# [Aim]
In the records below, recast the stretch from the line containing "outline green helmet, every instance" through the end of the records as a JSON list of strings, one string per line, with blank lines left out.

# [Supplied material]
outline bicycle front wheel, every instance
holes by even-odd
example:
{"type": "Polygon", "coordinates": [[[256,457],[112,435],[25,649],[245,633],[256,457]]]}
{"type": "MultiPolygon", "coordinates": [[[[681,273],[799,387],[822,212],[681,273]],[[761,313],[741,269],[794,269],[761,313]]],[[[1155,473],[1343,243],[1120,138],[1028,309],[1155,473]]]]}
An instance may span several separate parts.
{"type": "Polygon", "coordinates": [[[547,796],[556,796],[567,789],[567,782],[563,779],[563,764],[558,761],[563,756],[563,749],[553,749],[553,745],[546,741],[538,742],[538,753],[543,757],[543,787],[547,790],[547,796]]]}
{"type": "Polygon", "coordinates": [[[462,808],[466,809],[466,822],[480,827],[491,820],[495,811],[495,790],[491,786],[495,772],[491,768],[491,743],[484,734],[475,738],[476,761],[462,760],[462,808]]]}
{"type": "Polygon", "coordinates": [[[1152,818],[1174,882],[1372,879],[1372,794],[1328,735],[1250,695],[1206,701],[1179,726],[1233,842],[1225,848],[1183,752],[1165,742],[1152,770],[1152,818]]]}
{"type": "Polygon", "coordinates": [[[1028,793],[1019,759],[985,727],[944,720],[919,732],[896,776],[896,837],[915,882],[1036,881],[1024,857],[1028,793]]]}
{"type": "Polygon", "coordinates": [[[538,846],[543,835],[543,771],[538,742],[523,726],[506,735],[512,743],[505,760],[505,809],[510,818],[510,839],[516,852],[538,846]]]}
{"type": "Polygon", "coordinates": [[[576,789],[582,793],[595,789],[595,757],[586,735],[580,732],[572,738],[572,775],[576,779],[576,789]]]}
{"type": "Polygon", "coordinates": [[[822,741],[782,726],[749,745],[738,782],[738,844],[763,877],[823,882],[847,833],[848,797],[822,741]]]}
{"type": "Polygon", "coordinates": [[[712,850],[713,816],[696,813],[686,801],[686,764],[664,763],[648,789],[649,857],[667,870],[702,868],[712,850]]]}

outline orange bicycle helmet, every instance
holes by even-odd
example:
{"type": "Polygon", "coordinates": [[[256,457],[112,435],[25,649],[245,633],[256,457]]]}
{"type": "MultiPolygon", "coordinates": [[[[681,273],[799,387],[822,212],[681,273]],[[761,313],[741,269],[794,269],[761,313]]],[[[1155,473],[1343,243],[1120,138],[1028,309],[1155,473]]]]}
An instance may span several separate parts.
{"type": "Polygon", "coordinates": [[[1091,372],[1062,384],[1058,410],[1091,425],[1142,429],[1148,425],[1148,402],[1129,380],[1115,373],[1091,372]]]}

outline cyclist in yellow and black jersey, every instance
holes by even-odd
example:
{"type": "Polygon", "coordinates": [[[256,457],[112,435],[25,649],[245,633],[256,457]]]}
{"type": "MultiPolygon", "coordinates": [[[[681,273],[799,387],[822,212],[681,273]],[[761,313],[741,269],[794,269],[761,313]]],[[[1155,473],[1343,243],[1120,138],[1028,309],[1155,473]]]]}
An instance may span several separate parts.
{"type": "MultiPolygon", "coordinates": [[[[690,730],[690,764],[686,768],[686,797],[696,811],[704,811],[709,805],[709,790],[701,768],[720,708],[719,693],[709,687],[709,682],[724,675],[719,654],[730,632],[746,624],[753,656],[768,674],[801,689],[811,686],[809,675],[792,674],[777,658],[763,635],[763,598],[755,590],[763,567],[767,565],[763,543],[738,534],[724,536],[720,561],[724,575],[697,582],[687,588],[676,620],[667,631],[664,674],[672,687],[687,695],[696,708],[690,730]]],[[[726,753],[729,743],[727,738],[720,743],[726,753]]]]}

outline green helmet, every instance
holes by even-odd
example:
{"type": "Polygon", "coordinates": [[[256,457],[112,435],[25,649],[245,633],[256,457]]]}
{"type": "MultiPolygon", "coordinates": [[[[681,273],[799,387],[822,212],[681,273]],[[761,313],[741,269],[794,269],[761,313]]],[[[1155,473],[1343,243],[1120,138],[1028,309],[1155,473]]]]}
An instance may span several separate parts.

# [Exercise answer]
[
  "outline green helmet, every instance",
  "holes by even-odd",
  "example:",
  "{\"type\": \"Polygon\", \"coordinates\": [[[256,457],[112,435],[25,649],[245,633],[256,457]]]}",
  "{\"type\": \"MultiPolygon\", \"coordinates\": [[[[681,273],[799,387],[822,212],[681,273]],[[761,313],[741,269],[794,269],[761,313]]],[[[1155,473],[1343,243],[1120,138],[1028,309],[1155,473]]]]}",
  "An instance may span several separate parts."
]